Contour labeling entries
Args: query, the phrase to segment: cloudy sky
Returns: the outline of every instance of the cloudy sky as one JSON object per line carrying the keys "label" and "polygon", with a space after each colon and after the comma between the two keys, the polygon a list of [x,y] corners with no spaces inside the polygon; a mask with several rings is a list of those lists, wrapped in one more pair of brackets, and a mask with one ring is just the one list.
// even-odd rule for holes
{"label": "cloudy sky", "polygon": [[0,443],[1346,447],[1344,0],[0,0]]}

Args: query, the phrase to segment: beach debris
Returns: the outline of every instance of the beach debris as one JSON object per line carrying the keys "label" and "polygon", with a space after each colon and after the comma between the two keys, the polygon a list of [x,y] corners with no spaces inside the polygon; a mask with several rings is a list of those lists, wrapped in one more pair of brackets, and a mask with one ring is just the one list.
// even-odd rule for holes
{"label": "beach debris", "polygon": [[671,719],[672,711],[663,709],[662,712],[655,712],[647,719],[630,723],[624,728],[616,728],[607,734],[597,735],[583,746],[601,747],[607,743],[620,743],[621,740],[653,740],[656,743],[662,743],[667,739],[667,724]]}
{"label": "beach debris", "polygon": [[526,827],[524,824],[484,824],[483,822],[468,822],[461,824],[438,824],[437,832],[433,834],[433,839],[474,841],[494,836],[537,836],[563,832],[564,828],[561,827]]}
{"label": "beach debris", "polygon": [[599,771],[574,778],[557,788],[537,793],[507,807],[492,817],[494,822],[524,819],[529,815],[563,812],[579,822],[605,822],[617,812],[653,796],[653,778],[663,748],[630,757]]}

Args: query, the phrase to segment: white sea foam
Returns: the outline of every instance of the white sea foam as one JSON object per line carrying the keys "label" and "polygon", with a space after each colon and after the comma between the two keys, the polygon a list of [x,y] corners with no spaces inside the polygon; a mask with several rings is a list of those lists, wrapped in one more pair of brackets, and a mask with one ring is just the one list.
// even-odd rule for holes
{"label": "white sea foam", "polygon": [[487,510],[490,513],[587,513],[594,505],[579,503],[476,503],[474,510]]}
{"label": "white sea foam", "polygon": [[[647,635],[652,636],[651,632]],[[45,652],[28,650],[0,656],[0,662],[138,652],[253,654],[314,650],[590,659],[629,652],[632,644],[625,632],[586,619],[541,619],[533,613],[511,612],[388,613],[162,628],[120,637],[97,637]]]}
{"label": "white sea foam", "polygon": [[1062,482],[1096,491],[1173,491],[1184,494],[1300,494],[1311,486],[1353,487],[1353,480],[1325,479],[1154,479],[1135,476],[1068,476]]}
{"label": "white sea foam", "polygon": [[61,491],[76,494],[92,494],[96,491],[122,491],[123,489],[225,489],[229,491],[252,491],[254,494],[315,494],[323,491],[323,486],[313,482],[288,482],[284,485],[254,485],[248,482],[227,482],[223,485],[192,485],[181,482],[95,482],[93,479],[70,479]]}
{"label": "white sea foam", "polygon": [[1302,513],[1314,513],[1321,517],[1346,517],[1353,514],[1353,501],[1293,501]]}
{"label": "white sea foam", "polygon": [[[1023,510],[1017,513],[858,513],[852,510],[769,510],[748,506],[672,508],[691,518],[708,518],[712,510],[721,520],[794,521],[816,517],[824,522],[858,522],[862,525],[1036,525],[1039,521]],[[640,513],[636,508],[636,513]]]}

__EXERCISE AIM__:
Return each line of the listing above that contains the string "query", with case counting in the match.

__SOLUTION TO THIS EXERCISE__:
Args: query, the phrase to segment: cloudy sky
Args: query, the phrase to segment: beach debris
Args: query, the phrase to segment: white sea foam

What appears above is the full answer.